**Ziel der Aufgabe**
Zitiere aus der Auflistung unten alles von der Zeile mit „Each instance receives one keypoint. Mark the rear bumper“ bis hinunter zum Ende der Auflistung, beide Grenzen eingeschlossen.

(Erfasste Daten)
--- --- ---

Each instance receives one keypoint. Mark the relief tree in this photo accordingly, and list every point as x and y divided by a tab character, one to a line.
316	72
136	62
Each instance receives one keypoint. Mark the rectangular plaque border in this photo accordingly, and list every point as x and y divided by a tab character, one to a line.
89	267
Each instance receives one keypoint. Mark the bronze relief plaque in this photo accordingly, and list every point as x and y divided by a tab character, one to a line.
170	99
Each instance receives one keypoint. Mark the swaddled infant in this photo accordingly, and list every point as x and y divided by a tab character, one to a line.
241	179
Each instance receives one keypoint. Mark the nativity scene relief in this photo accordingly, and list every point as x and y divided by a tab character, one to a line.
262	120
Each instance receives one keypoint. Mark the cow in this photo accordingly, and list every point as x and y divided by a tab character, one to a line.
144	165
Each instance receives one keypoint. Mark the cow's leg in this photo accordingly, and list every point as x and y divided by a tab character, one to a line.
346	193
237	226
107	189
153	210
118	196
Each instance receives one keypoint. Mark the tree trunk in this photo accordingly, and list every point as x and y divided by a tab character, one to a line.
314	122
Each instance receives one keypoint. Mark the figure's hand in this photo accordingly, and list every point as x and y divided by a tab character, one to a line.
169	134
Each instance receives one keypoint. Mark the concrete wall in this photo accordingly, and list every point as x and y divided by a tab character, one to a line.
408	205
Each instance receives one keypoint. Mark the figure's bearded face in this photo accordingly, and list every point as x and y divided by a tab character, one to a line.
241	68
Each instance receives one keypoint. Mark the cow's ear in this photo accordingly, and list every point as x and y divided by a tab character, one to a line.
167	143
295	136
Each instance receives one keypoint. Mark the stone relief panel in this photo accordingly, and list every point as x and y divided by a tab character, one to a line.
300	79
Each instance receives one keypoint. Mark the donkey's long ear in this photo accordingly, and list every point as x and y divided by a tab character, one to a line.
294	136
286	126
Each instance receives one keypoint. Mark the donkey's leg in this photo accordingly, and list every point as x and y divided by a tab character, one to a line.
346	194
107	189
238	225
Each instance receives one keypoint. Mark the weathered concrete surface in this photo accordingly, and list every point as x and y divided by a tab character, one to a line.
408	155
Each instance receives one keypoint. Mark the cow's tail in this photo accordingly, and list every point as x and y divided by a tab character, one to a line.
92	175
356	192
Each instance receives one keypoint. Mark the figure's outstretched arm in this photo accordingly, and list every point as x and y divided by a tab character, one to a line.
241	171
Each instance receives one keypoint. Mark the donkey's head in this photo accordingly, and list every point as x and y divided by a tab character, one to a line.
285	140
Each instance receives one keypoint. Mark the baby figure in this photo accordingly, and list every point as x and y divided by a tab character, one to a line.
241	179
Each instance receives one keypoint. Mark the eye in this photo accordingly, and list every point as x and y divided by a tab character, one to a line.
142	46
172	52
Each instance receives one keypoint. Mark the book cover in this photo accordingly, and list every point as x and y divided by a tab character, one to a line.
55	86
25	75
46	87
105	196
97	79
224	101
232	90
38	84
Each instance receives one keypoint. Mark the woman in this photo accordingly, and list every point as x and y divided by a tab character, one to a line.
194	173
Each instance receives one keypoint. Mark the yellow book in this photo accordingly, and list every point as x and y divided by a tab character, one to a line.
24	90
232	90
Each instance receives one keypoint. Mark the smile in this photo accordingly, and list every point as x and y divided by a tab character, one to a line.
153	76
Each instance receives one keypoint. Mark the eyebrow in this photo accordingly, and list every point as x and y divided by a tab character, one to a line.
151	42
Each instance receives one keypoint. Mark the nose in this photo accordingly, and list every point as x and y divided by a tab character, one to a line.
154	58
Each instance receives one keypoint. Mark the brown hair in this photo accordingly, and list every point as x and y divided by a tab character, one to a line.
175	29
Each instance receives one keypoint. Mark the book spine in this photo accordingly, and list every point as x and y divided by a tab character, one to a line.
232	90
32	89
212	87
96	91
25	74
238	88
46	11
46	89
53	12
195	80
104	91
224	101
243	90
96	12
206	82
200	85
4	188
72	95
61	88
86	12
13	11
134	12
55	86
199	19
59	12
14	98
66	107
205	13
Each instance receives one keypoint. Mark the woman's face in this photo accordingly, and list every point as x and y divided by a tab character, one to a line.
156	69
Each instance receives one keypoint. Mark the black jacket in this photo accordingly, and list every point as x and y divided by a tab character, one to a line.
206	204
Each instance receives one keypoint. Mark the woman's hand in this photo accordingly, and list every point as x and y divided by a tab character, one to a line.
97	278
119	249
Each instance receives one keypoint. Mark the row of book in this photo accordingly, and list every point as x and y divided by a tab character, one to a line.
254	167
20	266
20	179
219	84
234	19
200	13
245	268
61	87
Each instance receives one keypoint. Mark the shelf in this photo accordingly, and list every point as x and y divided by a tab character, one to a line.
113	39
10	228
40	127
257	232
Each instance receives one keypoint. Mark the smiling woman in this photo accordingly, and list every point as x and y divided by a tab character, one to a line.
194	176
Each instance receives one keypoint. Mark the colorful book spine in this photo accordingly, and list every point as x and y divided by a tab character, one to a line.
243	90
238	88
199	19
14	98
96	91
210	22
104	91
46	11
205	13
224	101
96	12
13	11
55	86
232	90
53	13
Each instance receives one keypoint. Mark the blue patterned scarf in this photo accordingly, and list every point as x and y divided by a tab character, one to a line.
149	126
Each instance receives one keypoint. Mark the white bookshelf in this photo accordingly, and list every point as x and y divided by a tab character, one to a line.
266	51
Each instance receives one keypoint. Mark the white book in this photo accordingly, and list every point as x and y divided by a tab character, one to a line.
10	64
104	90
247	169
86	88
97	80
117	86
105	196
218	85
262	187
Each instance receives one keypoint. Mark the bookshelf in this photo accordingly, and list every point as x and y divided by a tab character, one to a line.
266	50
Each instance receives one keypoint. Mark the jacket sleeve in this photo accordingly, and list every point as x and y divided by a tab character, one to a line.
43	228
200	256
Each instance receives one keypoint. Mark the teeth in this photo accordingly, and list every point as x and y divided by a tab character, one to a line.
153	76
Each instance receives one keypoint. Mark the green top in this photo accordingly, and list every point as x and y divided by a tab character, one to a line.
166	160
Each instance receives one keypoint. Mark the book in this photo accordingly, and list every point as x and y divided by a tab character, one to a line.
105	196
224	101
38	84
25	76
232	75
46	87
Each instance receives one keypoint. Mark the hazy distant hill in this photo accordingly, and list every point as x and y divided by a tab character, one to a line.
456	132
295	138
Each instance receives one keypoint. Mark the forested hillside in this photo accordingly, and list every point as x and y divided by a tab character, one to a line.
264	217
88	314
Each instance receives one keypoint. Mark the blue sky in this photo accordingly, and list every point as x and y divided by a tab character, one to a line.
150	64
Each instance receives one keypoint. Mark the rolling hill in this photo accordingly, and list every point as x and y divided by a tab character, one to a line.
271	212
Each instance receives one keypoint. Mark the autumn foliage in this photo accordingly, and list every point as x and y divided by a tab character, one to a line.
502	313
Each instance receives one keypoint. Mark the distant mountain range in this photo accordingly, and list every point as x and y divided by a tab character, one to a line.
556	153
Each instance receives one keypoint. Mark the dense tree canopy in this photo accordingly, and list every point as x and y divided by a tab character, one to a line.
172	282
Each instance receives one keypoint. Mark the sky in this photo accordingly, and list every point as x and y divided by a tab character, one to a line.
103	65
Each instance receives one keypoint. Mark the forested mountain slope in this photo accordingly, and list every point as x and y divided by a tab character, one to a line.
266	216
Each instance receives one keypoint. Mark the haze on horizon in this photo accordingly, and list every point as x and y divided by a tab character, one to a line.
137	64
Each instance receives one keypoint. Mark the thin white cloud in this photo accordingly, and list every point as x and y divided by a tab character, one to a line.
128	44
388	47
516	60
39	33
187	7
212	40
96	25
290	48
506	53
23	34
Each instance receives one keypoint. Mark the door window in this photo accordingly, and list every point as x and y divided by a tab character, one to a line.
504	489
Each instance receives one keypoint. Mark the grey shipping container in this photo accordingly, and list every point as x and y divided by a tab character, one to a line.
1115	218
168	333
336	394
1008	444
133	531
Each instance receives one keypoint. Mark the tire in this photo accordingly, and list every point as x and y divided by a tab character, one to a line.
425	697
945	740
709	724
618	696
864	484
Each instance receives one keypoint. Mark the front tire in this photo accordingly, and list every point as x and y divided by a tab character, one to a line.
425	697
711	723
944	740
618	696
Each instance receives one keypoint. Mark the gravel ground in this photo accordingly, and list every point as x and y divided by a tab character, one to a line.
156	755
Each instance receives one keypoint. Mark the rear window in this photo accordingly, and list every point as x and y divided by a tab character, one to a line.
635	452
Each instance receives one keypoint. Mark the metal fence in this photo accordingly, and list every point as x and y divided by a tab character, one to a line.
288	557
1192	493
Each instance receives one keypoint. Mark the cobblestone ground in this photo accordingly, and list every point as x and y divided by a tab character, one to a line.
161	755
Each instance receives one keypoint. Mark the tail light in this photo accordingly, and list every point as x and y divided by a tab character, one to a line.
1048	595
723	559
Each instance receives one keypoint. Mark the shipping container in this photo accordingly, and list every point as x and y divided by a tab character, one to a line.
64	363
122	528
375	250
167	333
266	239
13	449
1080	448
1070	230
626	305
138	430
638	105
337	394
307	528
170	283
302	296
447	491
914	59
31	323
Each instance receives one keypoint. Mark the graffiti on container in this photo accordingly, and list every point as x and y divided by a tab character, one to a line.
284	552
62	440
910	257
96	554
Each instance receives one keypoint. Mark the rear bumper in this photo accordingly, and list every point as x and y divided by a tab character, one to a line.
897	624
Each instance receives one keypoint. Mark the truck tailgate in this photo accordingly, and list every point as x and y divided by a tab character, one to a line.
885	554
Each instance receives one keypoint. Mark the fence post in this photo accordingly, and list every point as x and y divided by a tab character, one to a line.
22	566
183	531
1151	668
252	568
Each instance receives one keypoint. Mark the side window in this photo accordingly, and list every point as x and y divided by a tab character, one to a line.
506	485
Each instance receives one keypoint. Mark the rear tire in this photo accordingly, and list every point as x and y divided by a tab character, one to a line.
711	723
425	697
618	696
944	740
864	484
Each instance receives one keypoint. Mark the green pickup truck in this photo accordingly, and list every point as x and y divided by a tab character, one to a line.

--- --- ---

**Gelöste Aufgabe**
Each instance receives one keypoint. Mark the rear bumper in this photo accordingly, and list every point as x and y divided by a tab character, one to a line.
897	624
Each instance receives one keypoint. Mark the truck tailgate in this photo accordingly, and list every point as x and y divided by a tab character, one to a line.
885	554
Each instance receives one keypoint. Mark the fence post in this photo accordingly, and list every point as x and y divided by a tab character, one to a line.
22	566
183	531
1151	668
252	568
Each instance receives one keypoint. Mark the side window in this photo accordingly, and list every point as x and y divided by a tab character, one to a line.
506	485
Each instance receives one keypoint. Mark the rear tire in this photo accordingly, and list every point as x and y divided by a tab character, one to a line.
711	723
425	697
618	696
944	740
864	484
Each instance receives one keypoint. Mark the green pickup truck in this photo accordingly, and list every point as x and y divided by a tab character, one to a line.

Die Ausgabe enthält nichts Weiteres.